SET PROBLEM:
Only the lines from the line holding "Target: area rug" to the last line should be output, each exactly as given.
..........
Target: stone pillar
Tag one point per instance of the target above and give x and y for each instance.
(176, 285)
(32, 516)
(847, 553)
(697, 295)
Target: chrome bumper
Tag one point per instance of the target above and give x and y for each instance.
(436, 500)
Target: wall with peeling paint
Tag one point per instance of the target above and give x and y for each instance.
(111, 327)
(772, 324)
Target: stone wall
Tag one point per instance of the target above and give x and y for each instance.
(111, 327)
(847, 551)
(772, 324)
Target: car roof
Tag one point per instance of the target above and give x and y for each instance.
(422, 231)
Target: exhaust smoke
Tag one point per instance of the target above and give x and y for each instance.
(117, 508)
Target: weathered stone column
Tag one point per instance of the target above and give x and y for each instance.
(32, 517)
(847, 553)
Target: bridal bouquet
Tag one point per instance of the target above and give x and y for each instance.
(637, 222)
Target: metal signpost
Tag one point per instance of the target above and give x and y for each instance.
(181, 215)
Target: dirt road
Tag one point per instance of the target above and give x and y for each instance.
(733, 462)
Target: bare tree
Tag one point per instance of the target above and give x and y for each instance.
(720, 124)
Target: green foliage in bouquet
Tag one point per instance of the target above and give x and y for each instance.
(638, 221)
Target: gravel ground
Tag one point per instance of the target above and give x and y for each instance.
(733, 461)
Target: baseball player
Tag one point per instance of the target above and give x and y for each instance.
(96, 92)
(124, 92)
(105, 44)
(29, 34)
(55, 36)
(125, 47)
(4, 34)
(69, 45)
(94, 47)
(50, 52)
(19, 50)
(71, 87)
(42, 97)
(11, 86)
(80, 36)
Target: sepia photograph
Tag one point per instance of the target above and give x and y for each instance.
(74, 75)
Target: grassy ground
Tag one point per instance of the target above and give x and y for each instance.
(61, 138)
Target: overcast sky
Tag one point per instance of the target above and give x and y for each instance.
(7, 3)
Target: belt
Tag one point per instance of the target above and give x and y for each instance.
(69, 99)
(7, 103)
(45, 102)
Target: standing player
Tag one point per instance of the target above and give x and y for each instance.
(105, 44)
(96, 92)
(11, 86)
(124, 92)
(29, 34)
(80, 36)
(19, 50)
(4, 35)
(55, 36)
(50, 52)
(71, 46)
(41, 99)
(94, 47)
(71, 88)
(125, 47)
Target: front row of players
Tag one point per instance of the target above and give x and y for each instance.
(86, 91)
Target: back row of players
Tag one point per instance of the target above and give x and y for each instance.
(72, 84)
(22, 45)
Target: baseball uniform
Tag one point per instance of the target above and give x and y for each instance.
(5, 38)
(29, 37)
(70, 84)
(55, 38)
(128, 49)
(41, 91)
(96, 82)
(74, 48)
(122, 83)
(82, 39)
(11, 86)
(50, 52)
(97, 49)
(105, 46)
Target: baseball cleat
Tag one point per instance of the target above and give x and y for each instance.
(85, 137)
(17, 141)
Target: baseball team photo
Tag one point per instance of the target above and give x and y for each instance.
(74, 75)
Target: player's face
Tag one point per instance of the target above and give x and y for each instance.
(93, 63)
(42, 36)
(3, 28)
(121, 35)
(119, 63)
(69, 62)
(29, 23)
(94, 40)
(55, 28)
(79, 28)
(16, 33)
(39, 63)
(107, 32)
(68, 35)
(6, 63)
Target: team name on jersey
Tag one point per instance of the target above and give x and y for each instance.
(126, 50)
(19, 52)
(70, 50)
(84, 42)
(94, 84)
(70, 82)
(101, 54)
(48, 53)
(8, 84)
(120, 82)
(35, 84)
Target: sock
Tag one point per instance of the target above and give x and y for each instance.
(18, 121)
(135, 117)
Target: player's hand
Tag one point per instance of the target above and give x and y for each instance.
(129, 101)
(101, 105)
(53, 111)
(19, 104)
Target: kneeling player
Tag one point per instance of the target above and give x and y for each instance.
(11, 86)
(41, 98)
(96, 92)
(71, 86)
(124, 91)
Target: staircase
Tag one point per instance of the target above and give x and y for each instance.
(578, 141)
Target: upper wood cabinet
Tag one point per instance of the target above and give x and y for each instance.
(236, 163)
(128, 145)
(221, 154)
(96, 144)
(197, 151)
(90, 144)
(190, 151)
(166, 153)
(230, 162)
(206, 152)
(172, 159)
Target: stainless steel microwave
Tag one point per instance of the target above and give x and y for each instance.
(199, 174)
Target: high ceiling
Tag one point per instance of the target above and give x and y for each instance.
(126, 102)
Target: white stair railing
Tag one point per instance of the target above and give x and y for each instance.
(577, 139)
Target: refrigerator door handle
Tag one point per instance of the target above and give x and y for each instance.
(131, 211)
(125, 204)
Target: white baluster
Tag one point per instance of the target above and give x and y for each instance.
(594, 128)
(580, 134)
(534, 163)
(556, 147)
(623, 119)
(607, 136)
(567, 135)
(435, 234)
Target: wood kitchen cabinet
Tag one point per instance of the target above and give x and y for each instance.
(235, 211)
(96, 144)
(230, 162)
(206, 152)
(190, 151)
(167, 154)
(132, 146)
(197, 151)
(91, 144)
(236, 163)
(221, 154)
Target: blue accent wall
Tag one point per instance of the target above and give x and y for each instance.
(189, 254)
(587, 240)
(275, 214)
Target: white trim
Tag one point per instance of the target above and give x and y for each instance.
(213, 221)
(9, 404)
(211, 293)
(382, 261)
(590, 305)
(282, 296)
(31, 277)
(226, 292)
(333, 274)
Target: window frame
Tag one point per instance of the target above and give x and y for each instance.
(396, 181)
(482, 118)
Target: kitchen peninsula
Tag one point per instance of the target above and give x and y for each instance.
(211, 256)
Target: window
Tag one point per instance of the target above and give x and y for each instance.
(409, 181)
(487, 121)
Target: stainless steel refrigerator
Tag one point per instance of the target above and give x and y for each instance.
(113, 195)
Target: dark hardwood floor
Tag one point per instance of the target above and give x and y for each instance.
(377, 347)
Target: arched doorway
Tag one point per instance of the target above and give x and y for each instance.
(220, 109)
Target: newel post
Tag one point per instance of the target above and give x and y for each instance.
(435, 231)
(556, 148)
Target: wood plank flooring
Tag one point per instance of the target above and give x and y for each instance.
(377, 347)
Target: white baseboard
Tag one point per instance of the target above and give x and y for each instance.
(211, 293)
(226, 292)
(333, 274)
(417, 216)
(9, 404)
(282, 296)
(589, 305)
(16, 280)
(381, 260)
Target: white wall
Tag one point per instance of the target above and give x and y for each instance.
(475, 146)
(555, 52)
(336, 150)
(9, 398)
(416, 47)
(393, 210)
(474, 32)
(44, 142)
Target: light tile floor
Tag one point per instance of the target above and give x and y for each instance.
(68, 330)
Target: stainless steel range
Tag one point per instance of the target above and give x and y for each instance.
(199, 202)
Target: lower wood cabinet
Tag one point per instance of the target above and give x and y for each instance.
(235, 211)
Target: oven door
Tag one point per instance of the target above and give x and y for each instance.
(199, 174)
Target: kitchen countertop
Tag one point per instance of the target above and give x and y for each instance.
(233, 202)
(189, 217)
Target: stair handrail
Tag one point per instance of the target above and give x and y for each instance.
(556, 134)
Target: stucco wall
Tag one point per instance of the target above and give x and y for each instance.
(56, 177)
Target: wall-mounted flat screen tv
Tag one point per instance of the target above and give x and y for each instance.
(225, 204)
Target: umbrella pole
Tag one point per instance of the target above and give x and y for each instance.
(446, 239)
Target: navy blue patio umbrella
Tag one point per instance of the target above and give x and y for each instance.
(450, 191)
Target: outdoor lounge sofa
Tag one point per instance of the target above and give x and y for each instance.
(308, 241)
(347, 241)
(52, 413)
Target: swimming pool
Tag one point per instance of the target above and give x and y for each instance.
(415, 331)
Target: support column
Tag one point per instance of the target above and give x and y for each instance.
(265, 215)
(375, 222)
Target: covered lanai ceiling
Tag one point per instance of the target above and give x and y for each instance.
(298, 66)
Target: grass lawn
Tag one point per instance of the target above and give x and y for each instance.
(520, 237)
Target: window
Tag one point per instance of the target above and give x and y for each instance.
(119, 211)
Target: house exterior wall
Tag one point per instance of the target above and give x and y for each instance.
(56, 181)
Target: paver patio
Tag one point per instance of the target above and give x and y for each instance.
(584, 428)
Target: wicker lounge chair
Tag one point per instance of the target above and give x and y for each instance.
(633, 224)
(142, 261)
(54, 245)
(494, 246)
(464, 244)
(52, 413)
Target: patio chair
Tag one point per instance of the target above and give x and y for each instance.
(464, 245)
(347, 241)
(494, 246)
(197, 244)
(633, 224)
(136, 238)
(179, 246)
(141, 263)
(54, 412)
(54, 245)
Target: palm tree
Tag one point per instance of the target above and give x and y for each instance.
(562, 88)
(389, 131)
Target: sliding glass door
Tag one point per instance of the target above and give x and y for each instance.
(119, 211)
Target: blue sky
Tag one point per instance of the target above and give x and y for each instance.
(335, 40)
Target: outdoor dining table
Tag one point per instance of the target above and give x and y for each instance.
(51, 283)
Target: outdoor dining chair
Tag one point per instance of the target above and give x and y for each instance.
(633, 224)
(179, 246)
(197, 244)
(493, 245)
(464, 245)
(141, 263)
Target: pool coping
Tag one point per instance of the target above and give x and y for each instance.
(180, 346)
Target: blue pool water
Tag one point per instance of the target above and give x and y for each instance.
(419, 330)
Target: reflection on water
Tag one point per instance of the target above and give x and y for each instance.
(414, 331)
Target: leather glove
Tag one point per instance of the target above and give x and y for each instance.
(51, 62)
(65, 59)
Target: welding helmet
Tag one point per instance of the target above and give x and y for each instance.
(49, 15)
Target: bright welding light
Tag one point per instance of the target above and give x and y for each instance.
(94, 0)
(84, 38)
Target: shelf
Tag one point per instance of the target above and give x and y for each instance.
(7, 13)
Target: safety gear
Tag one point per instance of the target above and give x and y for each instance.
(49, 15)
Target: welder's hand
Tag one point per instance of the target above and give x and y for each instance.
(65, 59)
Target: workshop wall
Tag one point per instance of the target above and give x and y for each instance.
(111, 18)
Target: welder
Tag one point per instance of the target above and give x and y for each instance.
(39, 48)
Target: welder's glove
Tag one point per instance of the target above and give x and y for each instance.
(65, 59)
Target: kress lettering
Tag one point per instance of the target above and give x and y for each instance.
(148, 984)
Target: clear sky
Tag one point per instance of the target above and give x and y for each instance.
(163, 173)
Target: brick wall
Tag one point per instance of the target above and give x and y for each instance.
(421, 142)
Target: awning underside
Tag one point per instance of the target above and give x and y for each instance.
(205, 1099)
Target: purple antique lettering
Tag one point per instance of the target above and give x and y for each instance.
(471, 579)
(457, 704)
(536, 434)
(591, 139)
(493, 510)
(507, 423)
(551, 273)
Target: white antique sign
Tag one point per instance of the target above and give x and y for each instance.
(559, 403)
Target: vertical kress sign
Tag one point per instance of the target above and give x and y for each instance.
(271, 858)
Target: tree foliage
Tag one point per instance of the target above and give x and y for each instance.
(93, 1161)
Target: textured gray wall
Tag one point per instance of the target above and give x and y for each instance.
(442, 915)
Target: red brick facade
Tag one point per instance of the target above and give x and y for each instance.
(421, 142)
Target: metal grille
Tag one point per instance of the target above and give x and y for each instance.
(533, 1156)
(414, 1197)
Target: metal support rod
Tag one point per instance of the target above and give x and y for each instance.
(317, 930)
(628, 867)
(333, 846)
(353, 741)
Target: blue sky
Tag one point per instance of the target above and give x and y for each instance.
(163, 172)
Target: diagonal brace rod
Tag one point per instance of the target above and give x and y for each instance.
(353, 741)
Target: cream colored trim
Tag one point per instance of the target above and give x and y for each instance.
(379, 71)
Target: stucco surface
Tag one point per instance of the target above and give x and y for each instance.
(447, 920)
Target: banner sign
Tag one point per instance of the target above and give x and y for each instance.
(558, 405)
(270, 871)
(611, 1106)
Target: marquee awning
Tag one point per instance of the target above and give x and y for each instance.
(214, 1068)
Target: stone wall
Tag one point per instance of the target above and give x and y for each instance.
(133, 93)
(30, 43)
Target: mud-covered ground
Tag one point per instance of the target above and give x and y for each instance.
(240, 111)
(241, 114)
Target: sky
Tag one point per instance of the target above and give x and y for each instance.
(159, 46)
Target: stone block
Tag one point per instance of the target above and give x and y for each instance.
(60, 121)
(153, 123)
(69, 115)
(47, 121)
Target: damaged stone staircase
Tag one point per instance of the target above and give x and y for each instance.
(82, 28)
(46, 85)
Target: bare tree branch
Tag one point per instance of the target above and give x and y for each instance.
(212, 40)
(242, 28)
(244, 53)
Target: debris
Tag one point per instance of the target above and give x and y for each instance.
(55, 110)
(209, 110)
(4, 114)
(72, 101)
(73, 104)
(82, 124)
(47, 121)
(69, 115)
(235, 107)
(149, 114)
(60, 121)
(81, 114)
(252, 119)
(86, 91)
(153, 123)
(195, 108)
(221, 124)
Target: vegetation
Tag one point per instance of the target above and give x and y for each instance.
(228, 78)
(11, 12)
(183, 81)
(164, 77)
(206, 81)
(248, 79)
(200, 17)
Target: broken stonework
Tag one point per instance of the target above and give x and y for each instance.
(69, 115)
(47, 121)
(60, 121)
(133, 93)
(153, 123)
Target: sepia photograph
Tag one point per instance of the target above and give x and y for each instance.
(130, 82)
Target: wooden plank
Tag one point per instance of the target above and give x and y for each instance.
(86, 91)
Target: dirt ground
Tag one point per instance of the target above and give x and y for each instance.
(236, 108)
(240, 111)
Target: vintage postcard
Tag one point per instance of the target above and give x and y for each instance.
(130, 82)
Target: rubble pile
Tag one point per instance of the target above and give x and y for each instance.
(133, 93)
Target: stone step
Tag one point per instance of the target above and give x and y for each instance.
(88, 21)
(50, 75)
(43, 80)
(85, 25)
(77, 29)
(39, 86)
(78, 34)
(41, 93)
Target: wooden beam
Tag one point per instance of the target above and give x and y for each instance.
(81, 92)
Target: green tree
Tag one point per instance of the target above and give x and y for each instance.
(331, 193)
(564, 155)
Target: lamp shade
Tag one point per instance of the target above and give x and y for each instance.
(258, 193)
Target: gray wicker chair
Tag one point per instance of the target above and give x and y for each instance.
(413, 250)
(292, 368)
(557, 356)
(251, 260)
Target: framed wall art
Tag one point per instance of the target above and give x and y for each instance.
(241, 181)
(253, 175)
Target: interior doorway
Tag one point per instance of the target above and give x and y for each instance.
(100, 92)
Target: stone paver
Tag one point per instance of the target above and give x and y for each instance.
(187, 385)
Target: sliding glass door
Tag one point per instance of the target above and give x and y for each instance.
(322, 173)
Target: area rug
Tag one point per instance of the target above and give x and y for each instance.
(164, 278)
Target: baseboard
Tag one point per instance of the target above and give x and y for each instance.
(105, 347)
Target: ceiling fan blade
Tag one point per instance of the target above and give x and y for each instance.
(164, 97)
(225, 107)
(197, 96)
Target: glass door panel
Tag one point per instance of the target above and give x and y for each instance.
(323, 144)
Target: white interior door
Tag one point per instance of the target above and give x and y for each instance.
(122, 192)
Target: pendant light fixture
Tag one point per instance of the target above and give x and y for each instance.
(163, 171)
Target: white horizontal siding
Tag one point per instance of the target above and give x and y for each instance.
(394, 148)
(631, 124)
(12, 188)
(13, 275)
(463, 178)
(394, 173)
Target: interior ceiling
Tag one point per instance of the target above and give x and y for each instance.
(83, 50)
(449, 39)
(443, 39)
..........
COMPLETED EXERCISE:
Target: area rug
Tag one point per instance of the target above and give x and y for each instance.
(164, 278)
Target: baseboard
Tag one point per instance of the target above and give x and y for each instance.
(105, 347)
Target: ceiling fan blade
Tag one point per instance of the target above and give x and y for each instance.
(164, 97)
(225, 107)
(197, 96)
Target: glass door panel
Tag one point per instance of the target above and give x and y for each instance.
(323, 144)
Target: white interior door
Tag one point per instance of the target above and give x and y for each instance.
(122, 192)
Target: pendant light fixture
Tag one point per instance of the target above and give x and y for each instance.
(163, 171)
Target: white horizontal siding
Tag one point per instance of the target above and give x and y for each instance.
(394, 148)
(631, 124)
(12, 188)
(13, 275)
(463, 178)
(394, 173)
Target: interior ceiling
Tag one point per instance of the target above and give x and y for each instance.
(83, 50)
(449, 39)
(443, 39)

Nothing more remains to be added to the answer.